Rewrite the article on seeds for African farmers from "Check out this" to "important agricultural inputs.", putting "specialists" in place of "experts".

• EXCERPT PROVIDED:
-----

Check out this recently published article in the Associate Press which highlights the need for good quality seeds and better extension services for farmers worldwide. According to experts, only 20 percent of farmers across Africa have access to state-of-the-art seeds. But organizations, like the Alliance for a Green Revolution in Africa, are working to improve farmers’ access to important agricultural inputs.
Peter Waziweyi is bouncing around the lush countryside of Mozambique in his 30-year-old truck, visiting his customers’ maize fields and relishing the sight of their rich, ripening crops.

Farmers in developing countries need better access to seeds and other extension services. (Photo credit: Bernard Pollack)
In an East African country that tried and failed to run its economy on Marxist lines, it is now the turn of small-time businessmen like Waziweyi to step forward. Waziweyi is a seed salesman and part of a chain linking scientists and farmers that experts hope will help Mozambique and other African countries solve their chronic food crises.
Waziweyi has gone from aid worker to entrepreneur, producing high-yield, drought-resistant hybrid seeds and selling them through the company he and his wife founded last year, called “Nzara Yapera” — “an end to hunger.”
“That’s what we call positive results with immediate impact,” he says after meeting a farmer who has seen what hybrid maize seeds can do and wants to buy them.
Better seeds fueled the “green revolution” of higher, more reliable crop yields that transformed farming in many parts of the world.
But Africa has come late to the green revolution, and Mozambique later than most. The former Portuguese colony is almost a laboratory specimen of the continent’s post-independence woes: 17 years of civil war, spells of flood and drought, one-party rule tainted by corruption and antidemocratic tendencies. Like several African countries last year, it suffered riots over high food prices.
Gradually, the government is relinquishing control of the economy. A state-owned seed giant was broken up recently into an array of private producers, and Antonio Limbau, Mozambique’s deputy agriculture minister, said he wants the profit motive to spread.
Across Africa, experts say, only 20 percent of farmers are using state-of-the art seeds. In Mozambique, Limbau said, it is just 5 percent.
While genetically modified seeds raise objections here just as they do in some Western societies, hybrid seeds and other modern techniques go down well in Africa. Success stories cited by researchers include cocoa in Ghana, cotton and coffee in Uganda, flowers in East Africa and beans in Rwanda.
But the World Watch Institute, a Washington, D.C. think tank, cautions that better seeds are not enough: Farmers need ways to keep their soil nourished, reliable customers and roads to bring their produce to market.

-----

Referring expression grounding data

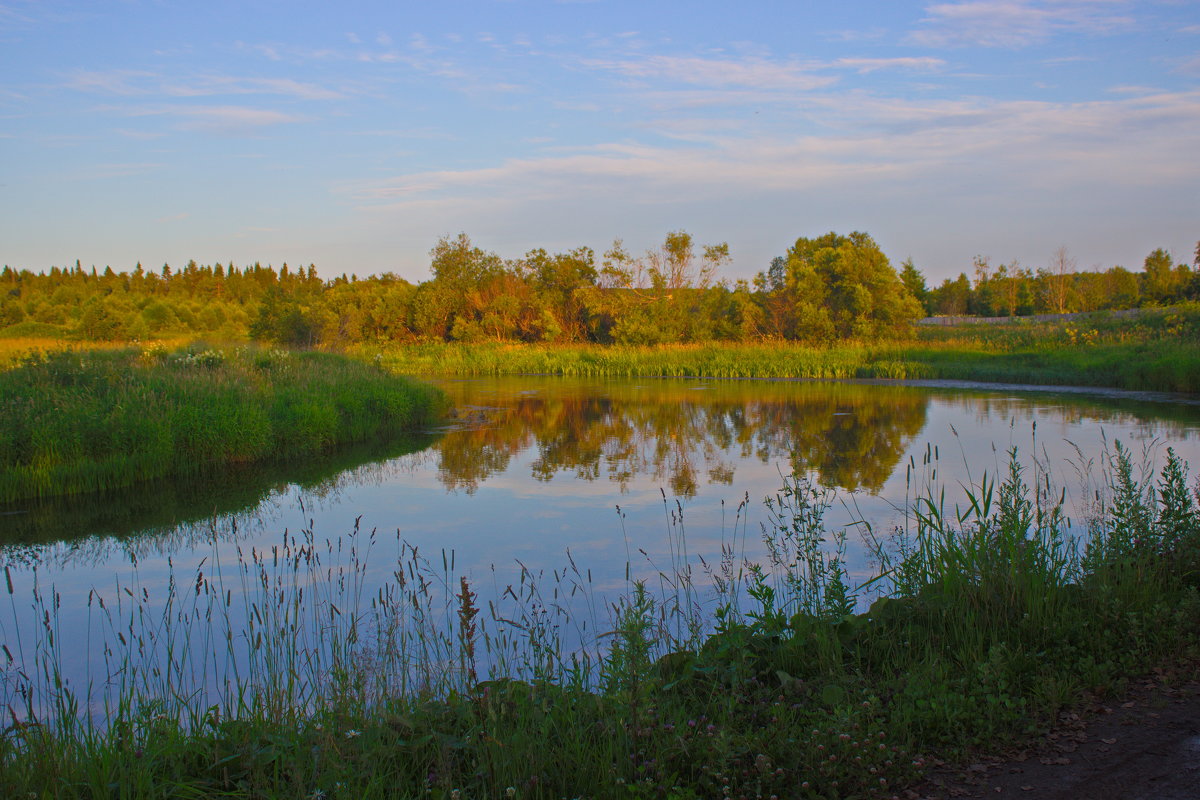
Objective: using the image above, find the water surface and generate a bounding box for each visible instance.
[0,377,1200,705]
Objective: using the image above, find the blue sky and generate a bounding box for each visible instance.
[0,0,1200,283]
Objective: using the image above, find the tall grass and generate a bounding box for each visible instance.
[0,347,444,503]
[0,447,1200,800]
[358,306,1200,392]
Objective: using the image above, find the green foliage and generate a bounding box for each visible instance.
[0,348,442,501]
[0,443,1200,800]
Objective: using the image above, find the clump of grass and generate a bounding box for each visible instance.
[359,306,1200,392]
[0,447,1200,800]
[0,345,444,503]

-----

• WRITTEN ANSWER:
Check out this recently published article in the Associate Press which highlights the need for good quality seeds and better extension services for farmers worldwide. According to specialists, only 20 percent of farmers across Africa have access to state-of-the-art seeds. But organizations, like the Alliance for a Green Revolution in Africa, are working to improve farmers’ access to important agricultural inputs.